Coordinate labeling data
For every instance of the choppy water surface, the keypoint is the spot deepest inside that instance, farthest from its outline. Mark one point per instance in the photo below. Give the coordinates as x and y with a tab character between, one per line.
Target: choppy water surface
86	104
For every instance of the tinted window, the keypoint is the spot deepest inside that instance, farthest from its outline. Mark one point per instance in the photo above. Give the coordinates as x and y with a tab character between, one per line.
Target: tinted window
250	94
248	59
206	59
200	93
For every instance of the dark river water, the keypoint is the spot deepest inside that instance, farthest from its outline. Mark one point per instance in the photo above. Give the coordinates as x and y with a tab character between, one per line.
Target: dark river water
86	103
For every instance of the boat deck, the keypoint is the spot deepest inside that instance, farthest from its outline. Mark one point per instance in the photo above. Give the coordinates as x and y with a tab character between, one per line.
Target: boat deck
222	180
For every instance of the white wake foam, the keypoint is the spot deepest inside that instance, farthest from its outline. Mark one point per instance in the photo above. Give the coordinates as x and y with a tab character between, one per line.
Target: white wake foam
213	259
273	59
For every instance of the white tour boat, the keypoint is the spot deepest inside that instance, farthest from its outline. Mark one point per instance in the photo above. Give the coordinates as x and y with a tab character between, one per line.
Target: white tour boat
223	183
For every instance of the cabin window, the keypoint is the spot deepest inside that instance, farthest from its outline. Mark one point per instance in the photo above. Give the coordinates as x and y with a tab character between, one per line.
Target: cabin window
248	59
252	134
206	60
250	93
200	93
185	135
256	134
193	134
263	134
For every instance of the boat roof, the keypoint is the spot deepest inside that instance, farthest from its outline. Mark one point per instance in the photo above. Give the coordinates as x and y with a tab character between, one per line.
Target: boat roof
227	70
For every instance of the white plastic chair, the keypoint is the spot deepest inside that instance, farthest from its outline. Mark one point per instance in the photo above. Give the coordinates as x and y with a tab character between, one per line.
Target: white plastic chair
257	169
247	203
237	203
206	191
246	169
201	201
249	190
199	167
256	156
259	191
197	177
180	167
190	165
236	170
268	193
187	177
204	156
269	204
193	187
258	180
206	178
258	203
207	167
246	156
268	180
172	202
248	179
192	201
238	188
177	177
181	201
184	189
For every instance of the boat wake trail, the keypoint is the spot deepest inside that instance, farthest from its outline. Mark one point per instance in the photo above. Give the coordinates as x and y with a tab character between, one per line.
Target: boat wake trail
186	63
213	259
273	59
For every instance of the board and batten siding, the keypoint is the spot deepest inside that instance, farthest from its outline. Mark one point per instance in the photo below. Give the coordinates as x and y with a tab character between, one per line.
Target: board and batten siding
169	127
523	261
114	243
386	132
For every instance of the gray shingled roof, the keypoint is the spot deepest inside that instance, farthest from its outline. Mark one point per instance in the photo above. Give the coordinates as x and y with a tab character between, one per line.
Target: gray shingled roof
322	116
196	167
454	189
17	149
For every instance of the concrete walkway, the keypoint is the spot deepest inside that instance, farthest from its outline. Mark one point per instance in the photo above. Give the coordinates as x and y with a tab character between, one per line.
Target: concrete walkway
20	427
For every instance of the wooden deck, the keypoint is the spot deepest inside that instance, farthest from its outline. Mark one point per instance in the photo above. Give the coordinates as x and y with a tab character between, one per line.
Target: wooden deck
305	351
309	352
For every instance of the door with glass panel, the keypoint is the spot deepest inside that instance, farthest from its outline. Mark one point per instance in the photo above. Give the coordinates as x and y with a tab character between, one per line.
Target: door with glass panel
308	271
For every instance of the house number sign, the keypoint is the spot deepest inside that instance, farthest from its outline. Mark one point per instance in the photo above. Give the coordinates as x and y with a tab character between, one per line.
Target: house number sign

→ **EXERCISE DESCRIPTION**
Arrange every line of the items above as a Markdown table with two columns, n for the row number and Line for the text of that line. Leave out blank lines.

→ **EXERCISE RESULT**
| n | Line |
|---|---|
| 1 | For every instance of the choppy water surface, the keypoint is the spot deepest inside that instance, farthest from its outline. Mark one point per instance in the photo below. Give the coordinates as x and y with a tab character between, one per line. |
| 2 | Target: choppy water surface |
| 3 | 86	104 |
| 4 | For every instance of the tinted window, the keypoint is the spot deepest inside that instance, farthest from its outline. Mark one point per instance in the photo above. Give the coordinates as x and y with a tab character between, one per line. |
| 5 | Target: tinted window |
| 6 | 250	94 |
| 7 | 248	59 |
| 8 | 206	59 |
| 9 | 200	93 |
| 10 | For every instance of the dark river water, the keypoint is the spot deepest inside that instance, farthest from its outline. Mark one point per instance in the photo above. Give the coordinates as x and y with a tab character between, one per line. |
| 11 | Target: dark river water |
| 12 | 86	103 |
| 13 | For every instance of the boat deck, the keypoint is the spot deepest inside that instance, farthest from its outline. Mark one point per instance in the photo above. Give the coordinates as x and y with a tab character between, one per line. |
| 14 | Target: boat deck |
| 15 | 222	180 |
| 16 | For every instance of the white wake foam, the keypoint is the spot deepest inside that instance, farthest from its outline. Mark one point per instance in the photo above. Give the coordinates as x and y with a tab character between, one per line. |
| 17 | Target: white wake foam |
| 18 | 213	259 |
| 19 | 273	59 |
| 20 | For every instance of the white tour boat, the keypoint is the spot deepest inside that instance, farthest from its outline. Mark one point per instance in the photo above. Give the coordinates as x and y with a tab character between, one per line. |
| 21 | Target: white tour boat |
| 22 | 223	183 |
| 23 | For every instance of the cabin window, the keypoint is the spot deepest inside that instance, farthest from its outline. Mark one point per instance in the photo above. Give the coordinates as x and y with a tab character between, one per line. |
| 24 | Target: cabin window |
| 25 | 248	59 |
| 26 | 252	134 |
| 27 | 206	60 |
| 28 | 250	93 |
| 29 | 200	93 |
| 30 | 185	135 |
| 31 | 256	134 |
| 32 | 193	134 |
| 33 | 263	134 |
| 34 | For every instance of the boat roof, the keypoint is the spot deepest inside that instance, farthest from its outline. Mark one point per instance in the photo above. Give the coordinates as x and y with a tab character between, one per line. |
| 35 | Target: boat roof |
| 36 | 227	70 |
| 37 | For every instance of the white plastic chair, the keypoint is the spot deepest inside that instance, farthest from its outline. Mark one point per instance in the photo above. Give the coordinates as x and y with a tab character between, one per line. |
| 38 | Target: white plastic chair |
| 39 | 257	169 |
| 40 | 247	203 |
| 41 | 237	203 |
| 42 | 206	191 |
| 43 | 246	169 |
| 44 | 201	201 |
| 45 | 249	190 |
| 46 | 199	167 |
| 47 | 256	156 |
| 48 | 259	191 |
| 49 | 197	177 |
| 50 | 180	167 |
| 51 | 190	165 |
| 52 | 236	170 |
| 53 | 268	193 |
| 54 | 187	177 |
| 55 | 204	156 |
| 56 | 269	204 |
| 57 | 193	187 |
| 58 | 258	180 |
| 59 | 206	178 |
| 60 | 258	203 |
| 61 | 207	167 |
| 62 | 246	156 |
| 63 | 268	180 |
| 64 | 172	202 |
| 65 | 248	179 |
| 66 | 192	201 |
| 67 | 238	188 |
| 68 | 177	177 |
| 69 | 181	201 |
| 70 | 184	189 |
| 71 | For every instance of the boat wake trail, the keypoint is the spot deepest inside that instance, farthest from its outline. Mark one point per instance in the photo above. Give the coordinates as x and y with a tab character between, one per line. |
| 72 | Target: boat wake trail |
| 73 | 186	63 |
| 74 | 213	259 |
| 75 | 273	59 |
| 76 | For every instance of the board and batten siding, the keypoint is the spot deepest inside that instance, farthest from its outline. Mark one point per instance in the photo below. Give the coordinates as x and y with a tab character between, one per line. |
| 77 | Target: board and batten siding |
| 78 | 169	127 |
| 79 | 523	261 |
| 80 | 114	243 |
| 81 | 386	132 |
| 82 | For every instance of the gray shingled roof, the keypoint is the spot deepest inside that instance, farthest from its outline. Mark one point per instance in the photo above. Give the coordinates as x and y with a tab character between, one per line. |
| 83 | Target: gray shingled roof |
| 84 | 322	116 |
| 85 | 196	167 |
| 86 | 454	189 |
| 87 | 17	149 |
| 88 | For every instance of the concrete walkway, the keypoint is the spot deepest inside that instance, farthest from its outline. Mark one point per instance in the photo above. Give the coordinates as x and y with a tab character between, one per line. |
| 89 | Target: concrete walkway |
| 90 | 20	427 |
| 91 | For every instance of the wooden deck, the keypoint is the spot deepest inside that instance, farthest from its outline. Mark one point per instance in the photo above. Give the coordinates as x and y with a tab character between, one per line. |
| 92 | Target: wooden deck |
| 93 | 305	351 |
| 94 | 309	352 |
| 95 | For every instance of the door with glass panel, the keypoint is the spot deepest inside that instance, farthest from its outline. Mark one point per instance in the photo above. Give the coordinates as x and y with a tab character between, one per line. |
| 96 | Target: door with glass panel |
| 97 | 308	271 |
| 98 | For every instance of the house number sign, the keypoint is the spot deepest inside that instance, farthest from its outline. Mark one point per instance in the photo above. Give the coordinates as x and y with a tab character between, one per line. |
| 99 | Target: house number sign |